DOCUMENT PASSAGE:
Recently, he found out that he was actually able to read my blog from the dry part of hell in which he currently resides. So now I feel like I need to rethink what I write.
Not that my writing has been so scintillating lately. But still.
(Damn. There goes that post I had all written out complaining about my mother-in-law.)
Hey, Honey! Look over here!
(And there goes that post I had half written about my nutso father-in-law.)
Woo hoo, Honey! Check me out!
(And I can't even tell you about how my daughter has a "boyfriend" now.)
Breathe, Honey. Breathe. It will be okay.
But the rest of you, check back for stories of pre-teen love.
And, Honey, there is no reason to practice your marksmanship. Unless you need it to fight off bad guys. I got the whole boyfriend thing covered. I swear.
(I don't have a clue.)
Tuesday, October 19, 2010
Well, three of us will be. One of us will be wearing desert camo like he does everyday.
I talked to each of my kids about just what I felt we were wearing purple for. I told them:
1) We show that we support all kids, gay or straight who are being bullied, feeling left out, or having a hard time. We want those kids to know that we'll listen to them, and stand up for them no matter what.
2) We show that we'll never bully other kids. (I'm not so much worried about that one.)
3) We show that we will never accept anyone bullying us. We know that no one has the right to make us feel bad about ourselves. We will stand up for ourselves to the best of our ability.

DATA FOR ANALYSIS:
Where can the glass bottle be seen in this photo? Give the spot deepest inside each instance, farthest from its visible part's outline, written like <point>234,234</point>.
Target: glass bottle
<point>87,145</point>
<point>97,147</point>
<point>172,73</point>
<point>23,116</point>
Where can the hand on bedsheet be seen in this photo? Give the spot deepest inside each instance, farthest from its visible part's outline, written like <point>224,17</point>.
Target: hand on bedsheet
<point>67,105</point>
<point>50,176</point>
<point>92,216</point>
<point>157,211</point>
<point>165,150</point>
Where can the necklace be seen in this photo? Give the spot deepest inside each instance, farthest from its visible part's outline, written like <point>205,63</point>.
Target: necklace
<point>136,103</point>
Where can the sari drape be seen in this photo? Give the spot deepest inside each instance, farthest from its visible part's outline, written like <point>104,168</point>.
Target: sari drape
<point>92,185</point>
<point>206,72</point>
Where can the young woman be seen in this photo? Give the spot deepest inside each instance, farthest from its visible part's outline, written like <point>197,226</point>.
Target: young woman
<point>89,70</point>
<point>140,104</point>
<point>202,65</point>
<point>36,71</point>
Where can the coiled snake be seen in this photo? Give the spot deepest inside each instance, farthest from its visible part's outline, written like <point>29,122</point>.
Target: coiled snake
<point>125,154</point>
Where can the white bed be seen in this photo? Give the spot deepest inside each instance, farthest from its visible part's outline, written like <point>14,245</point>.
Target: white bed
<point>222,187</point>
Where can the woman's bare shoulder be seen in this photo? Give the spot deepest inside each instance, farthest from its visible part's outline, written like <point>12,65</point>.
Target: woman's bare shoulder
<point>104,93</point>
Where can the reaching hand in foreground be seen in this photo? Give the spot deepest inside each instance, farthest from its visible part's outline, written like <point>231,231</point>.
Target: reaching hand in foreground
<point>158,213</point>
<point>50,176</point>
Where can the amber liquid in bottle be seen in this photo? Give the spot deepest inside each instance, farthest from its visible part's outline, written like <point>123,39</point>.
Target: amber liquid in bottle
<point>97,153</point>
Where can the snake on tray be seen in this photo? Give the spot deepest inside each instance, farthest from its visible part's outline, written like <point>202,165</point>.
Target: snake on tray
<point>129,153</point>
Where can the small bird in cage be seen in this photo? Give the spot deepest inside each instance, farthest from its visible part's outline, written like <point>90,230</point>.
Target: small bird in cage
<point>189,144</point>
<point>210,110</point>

EXERCISE REQUIREMENTS: Rewrite the blog post text between "Tuesday, October 19, 2010" and "no matter what.", inclusive, replacing "purple" with "orange".

COMPLETED EXERCISE:
Tuesday, October 19, 2010
Well, three of us will be. One of us will be wearing desert camo like he does everyday.
I talked to each of my kids about just what I felt we were wearing orange for. I told them:
1) We show that we support all kids, gay or straight who are being bullied, feeling left out, or having a hard time. We want those kids to know that we'll listen to them, and stand up for them no matter what.